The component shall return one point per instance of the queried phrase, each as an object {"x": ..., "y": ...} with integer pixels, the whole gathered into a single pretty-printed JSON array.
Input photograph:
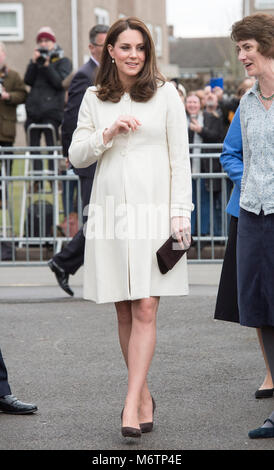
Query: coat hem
[{"x": 118, "y": 299}]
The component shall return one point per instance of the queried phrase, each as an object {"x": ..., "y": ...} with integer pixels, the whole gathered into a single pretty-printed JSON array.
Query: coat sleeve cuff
[{"x": 100, "y": 147}]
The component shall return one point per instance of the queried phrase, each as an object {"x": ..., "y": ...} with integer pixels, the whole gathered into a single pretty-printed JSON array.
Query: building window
[
  {"x": 264, "y": 4},
  {"x": 11, "y": 22},
  {"x": 158, "y": 41},
  {"x": 101, "y": 16}
]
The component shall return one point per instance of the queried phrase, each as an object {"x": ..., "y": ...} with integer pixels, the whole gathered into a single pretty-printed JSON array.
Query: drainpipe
[{"x": 74, "y": 34}]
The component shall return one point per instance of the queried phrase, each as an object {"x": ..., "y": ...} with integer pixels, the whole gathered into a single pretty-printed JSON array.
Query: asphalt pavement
[{"x": 62, "y": 353}]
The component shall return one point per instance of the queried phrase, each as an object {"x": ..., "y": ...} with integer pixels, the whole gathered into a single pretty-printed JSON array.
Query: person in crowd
[
  {"x": 254, "y": 37},
  {"x": 71, "y": 257},
  {"x": 12, "y": 93},
  {"x": 8, "y": 402},
  {"x": 195, "y": 116},
  {"x": 134, "y": 125},
  {"x": 208, "y": 129},
  {"x": 201, "y": 94},
  {"x": 226, "y": 308},
  {"x": 45, "y": 74}
]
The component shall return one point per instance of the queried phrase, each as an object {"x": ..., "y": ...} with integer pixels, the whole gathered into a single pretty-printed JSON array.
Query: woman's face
[
  {"x": 253, "y": 61},
  {"x": 193, "y": 105},
  {"x": 129, "y": 54}
]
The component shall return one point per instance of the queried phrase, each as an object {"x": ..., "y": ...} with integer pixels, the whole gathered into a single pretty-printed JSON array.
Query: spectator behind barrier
[
  {"x": 45, "y": 75},
  {"x": 205, "y": 127},
  {"x": 12, "y": 93}
]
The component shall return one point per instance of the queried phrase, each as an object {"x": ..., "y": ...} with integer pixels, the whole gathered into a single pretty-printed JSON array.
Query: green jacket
[{"x": 15, "y": 86}]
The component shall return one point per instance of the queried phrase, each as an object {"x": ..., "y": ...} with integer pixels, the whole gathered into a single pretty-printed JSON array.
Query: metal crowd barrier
[{"x": 35, "y": 206}]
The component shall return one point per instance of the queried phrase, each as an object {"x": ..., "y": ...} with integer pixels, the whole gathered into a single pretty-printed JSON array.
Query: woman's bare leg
[
  {"x": 141, "y": 348},
  {"x": 267, "y": 383},
  {"x": 124, "y": 316}
]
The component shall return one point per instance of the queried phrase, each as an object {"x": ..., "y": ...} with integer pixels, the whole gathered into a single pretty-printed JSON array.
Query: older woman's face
[{"x": 253, "y": 61}]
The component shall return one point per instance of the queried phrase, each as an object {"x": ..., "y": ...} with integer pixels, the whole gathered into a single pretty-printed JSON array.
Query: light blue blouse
[{"x": 257, "y": 125}]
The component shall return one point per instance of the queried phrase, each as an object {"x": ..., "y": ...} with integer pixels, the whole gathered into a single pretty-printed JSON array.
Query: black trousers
[
  {"x": 8, "y": 164},
  {"x": 71, "y": 257},
  {"x": 4, "y": 385},
  {"x": 35, "y": 138}
]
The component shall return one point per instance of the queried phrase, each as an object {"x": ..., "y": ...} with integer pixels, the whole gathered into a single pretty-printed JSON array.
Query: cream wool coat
[{"x": 141, "y": 176}]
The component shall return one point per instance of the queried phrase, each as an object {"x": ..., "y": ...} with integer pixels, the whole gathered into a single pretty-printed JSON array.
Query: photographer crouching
[{"x": 45, "y": 103}]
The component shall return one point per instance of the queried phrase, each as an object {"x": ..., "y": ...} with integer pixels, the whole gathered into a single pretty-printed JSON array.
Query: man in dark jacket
[
  {"x": 69, "y": 260},
  {"x": 45, "y": 103}
]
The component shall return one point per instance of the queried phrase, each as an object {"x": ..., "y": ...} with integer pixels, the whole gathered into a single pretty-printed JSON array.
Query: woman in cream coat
[{"x": 133, "y": 124}]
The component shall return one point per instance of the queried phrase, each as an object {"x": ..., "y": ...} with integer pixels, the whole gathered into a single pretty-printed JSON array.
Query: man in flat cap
[{"x": 45, "y": 74}]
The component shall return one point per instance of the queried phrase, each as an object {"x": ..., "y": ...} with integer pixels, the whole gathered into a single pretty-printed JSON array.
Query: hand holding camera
[
  {"x": 41, "y": 56},
  {"x": 4, "y": 95}
]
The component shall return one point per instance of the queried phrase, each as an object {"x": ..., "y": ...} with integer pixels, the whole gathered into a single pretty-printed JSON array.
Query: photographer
[{"x": 45, "y": 74}]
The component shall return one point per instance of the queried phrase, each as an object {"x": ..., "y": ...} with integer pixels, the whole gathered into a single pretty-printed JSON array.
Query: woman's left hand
[{"x": 181, "y": 230}]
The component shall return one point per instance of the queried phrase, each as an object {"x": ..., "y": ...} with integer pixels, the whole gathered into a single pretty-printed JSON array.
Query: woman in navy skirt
[
  {"x": 226, "y": 308},
  {"x": 254, "y": 36}
]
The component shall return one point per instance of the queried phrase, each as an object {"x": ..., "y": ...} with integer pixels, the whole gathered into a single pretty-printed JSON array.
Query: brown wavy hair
[
  {"x": 109, "y": 86},
  {"x": 260, "y": 27}
]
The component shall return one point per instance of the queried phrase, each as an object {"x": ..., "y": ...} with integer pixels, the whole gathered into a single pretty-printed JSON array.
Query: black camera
[
  {"x": 44, "y": 53},
  {"x": 1, "y": 86},
  {"x": 53, "y": 54}
]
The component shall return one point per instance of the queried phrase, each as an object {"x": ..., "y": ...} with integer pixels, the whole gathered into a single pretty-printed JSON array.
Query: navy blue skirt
[{"x": 255, "y": 269}]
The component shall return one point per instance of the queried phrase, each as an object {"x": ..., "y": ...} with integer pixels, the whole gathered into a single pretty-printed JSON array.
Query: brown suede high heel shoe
[
  {"x": 147, "y": 427},
  {"x": 128, "y": 431}
]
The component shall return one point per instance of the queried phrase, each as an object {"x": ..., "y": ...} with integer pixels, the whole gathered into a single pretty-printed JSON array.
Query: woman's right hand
[{"x": 122, "y": 125}]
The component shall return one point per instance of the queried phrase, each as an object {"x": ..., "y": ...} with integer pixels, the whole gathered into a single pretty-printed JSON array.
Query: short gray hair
[{"x": 97, "y": 29}]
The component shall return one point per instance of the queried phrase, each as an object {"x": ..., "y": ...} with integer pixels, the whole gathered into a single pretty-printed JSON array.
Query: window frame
[{"x": 13, "y": 33}]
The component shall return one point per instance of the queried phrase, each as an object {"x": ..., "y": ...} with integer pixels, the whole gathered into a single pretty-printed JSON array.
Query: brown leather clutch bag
[{"x": 169, "y": 254}]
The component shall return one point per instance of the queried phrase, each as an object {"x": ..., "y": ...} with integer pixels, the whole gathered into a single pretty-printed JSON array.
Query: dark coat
[
  {"x": 83, "y": 78},
  {"x": 14, "y": 85},
  {"x": 47, "y": 94}
]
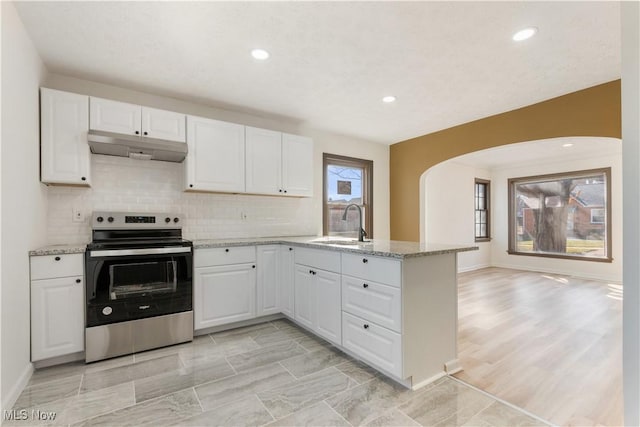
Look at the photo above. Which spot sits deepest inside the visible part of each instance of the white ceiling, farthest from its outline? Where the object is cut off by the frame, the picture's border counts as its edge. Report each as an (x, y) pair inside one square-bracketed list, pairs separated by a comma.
[(331, 62), (541, 151)]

━━━━━━━━━━━━━━━━━━━━

## What is expected
Everything in the entries must come back exactly, except the pictures.

## Answer section
The component shall return one point per instance of the queried phrase, each as an object {"x": ..., "y": ...} with integer pixels, the whole gathered into a single pretty-printed JSON array.
Input photograph:
Query: coat hem
[{"x": 118, "y": 299}]
The component shall return one point per instance of the queried phrase, each as an object {"x": ..., "y": ...} with integer pixels, the whole gathered into a single pretty-printed JSON array.
Query: coat sleeve cuff
[{"x": 100, "y": 147}]
The component shall return one point per instance of the queried phrase, each as an object {"x": ..., "y": ...} with integer pixels, the whole gathered into a single pretty-printed JSON array.
Query: building window
[
  {"x": 264, "y": 4},
  {"x": 11, "y": 22},
  {"x": 158, "y": 41},
  {"x": 101, "y": 16}
]
The component shall return one point per instance of the queried phrase, each as an object {"x": ..., "y": ...} with integer pixels, the whole gathered into a single pretty-printed JSON array.
Query: drainpipe
[{"x": 74, "y": 34}]
The component shall return one point per instance of the queried phrase, each as an object {"x": ..., "y": ...} with integer pixels, the whole gathered into a single pretty-printed JSON array.
Query: asphalt pavement
[{"x": 62, "y": 353}]
The component shall return one point per instance of the queried phrase, each as an object {"x": ..., "y": ...} with integer pixels, the whole gathered into a single pretty-printed JSON array.
Query: person in crowd
[
  {"x": 254, "y": 37},
  {"x": 71, "y": 257},
  {"x": 12, "y": 93},
  {"x": 8, "y": 402},
  {"x": 195, "y": 116},
  {"x": 134, "y": 125},
  {"x": 208, "y": 129},
  {"x": 201, "y": 94},
  {"x": 226, "y": 308},
  {"x": 45, "y": 74}
]
The component shall return one point per instance of the queried phrase, each as an object {"x": ..., "y": ...} with integer pixels, the whole gathered into a single pretty-printed JSON array.
Query: woman's face
[
  {"x": 253, "y": 61},
  {"x": 193, "y": 105},
  {"x": 129, "y": 54}
]
The component shall return one point per instance of the queried phrase, each as an object {"x": ..., "y": ...} with integer pixels, the whole gathered into a single pretty-printed JSON array.
Query: spectator behind barrier
[
  {"x": 45, "y": 75},
  {"x": 205, "y": 127},
  {"x": 12, "y": 93}
]
The component shall return one point per instance of the queried phrase, each as an object {"x": ..., "y": ...} with integer pixels, the whole gathered into a single pretty-printed JSON array.
Query: green jacket
[{"x": 15, "y": 86}]
The component shall return one point per instance of the queried phrase, each as an object {"x": ..., "y": ...} with integer pixels, the whole gathered into a single pretty-printed JSON array.
Query: metal crowd barrier
[{"x": 35, "y": 206}]
The component shall return one point per instance of the queried phrase, each as an object {"x": ..., "y": ...} with integer pixels, the whole gathered into a single pretty-printed JSON array.
Query: woman's bare leg
[
  {"x": 141, "y": 348},
  {"x": 267, "y": 383},
  {"x": 124, "y": 316}
]
The component shall return one point per instance of the queried phrase, each as an object {"x": ..., "y": ...} with integer pixels, the whole gathered into a single pretty-printed JSON array.
Query: older woman's face
[{"x": 253, "y": 61}]
The component shall return one point per instance of the queried phrase, each as an object {"x": ..., "y": ...} with integer pixels, the whole gathered into a single pretty-printed JSON array.
Query: light blue blouse
[{"x": 257, "y": 125}]
The component shall return one point per instance of the queried phrase, each as an object {"x": ..., "y": ...} with integer pixels, the whole gathered into a single pretty-printed JSON array.
Query: black trousers
[
  {"x": 8, "y": 164},
  {"x": 71, "y": 257},
  {"x": 4, "y": 385},
  {"x": 35, "y": 138}
]
The component shall return one point per instance of the queried phrase, each as an object {"x": ..., "y": ...} with integer pixels, the whole gathered into a single pretty-printed JSON array.
Query: cream wool coat
[{"x": 141, "y": 176}]
The component shall return one point per instance of the queried phrase, each as an object {"x": ..., "y": ...} with integer pixels, the whole gathered into a single pretty-printed JSON array.
Query: photographer crouching
[{"x": 45, "y": 103}]
The component shall return one point per instance of the queried phrase, each as an object {"x": ..., "y": ...} with integer pixels, the whole gathered into a single pretty-printed JSON array.
Query: man in dark jacket
[
  {"x": 69, "y": 260},
  {"x": 45, "y": 103}
]
The component shall return one point per instance of the queried phrase, each as an object {"x": ..., "y": ...} with integer pixels, the whole gathered into a single pretty-printed JSON array.
Query: woman in cream coat
[{"x": 133, "y": 124}]
The component shall return one point per instance of the queried phrase, each as an object {"x": ..., "y": ...} with integer pixels, the whole gathered into a single pretty-printed JSON array.
Query: man in flat cap
[{"x": 45, "y": 74}]
The component shall return one point per instance of the queried phrase, each as an object {"x": ..., "y": ...} with integer pixels, the whole gathered into a single pretty-printed JSON array.
Query: hand holding camera
[
  {"x": 41, "y": 56},
  {"x": 4, "y": 95}
]
The component shall return one point per instance of the queried phrase, each as an object {"x": ..., "y": ...} with integer pixels, the whole gathered into a single pretty-printed JSON array.
Query: photographer
[{"x": 45, "y": 74}]
The component shall return one point per instance of the queried phrase, each as an object {"x": ..., "y": ...} with integer pixels, the whole gathered into a single pretty-printed JSON array.
Query: woman's left hand
[{"x": 181, "y": 230}]
The component shall return one point per instance of the queried phrase, each as an object {"x": ..., "y": ...} with integer pixels, the whole gathered into a single pretty-printed JSON array.
Query: woman in navy skirt
[
  {"x": 226, "y": 308},
  {"x": 254, "y": 36}
]
The component shall return one point per instance of the queried phrase, each as an object {"x": ..., "y": ...} with integer pixels, the whole gathered into a single pretty-printed JSON array.
Query: brown wavy hair
[
  {"x": 109, "y": 86},
  {"x": 260, "y": 27}
]
The component shall return one point per instance of the queried phrase, each as an object {"x": ..., "y": ...} with integer pixels, the whole gathered into a single pretty-printed JSON array.
Query: black camera
[
  {"x": 44, "y": 53},
  {"x": 1, "y": 86},
  {"x": 53, "y": 54}
]
The component shall return one point per instance of the queried phrase, each as an object {"x": ..., "y": ...} with integer pixels, the whole gathered into a single pretty-printed JSON array.
Query: navy blue skirt
[{"x": 255, "y": 269}]
The component shall return one point per instance of the queried phrase, each as an object {"x": ..., "y": ...} with integer pixels, the whole gathered into a single pretty-printed JSON array.
Query: brown suede high heel shoe
[
  {"x": 147, "y": 427},
  {"x": 128, "y": 431}
]
The component shall return one point per instance of the queried phrase, each as an object {"x": ..., "y": ...} with integer pixels, the whole gathered into a single pretty-printed JSON array.
Query: woman's right hand
[{"x": 122, "y": 125}]
The component shall return one point per instance of the queried phrase, each as an object {"x": ..., "y": ...} with integer pixels, the whole gathered into a single pretty-printed JSON array.
Query: short gray hair
[{"x": 97, "y": 29}]
The component shall return one point per instance of the queried phrase, each as an object {"x": ..., "y": ...} with integer pixels, the whole gathered into a single pretty-printed JSON array.
Query: window frame
[{"x": 13, "y": 33}]
The component shall return one point per instance of the queried phrase, each as an object {"x": ..., "y": ...} with integer pixels, the whole gathered into a single pretty-printed JSON array.
Query: brown leather clutch bag
[{"x": 169, "y": 254}]
The component shall return one point per instance of the queried phrase, each as an object {"x": ..., "y": ...} with integer pixels, the whole gathered into a single pretty-printed JSON array.
Query: dark coat
[
  {"x": 83, "y": 78},
  {"x": 14, "y": 85},
  {"x": 47, "y": 94}
]
Look at the photo above. Which spot sits deepest inside the visible part of each instance of the white ceiling, farthest from its outline? Where the object is cut off by the frame, the picture's border counts as its edge. Report each as an (x, y) pair inside one square-bracketed list, pairs separated by a comma.
[(331, 62), (541, 151)]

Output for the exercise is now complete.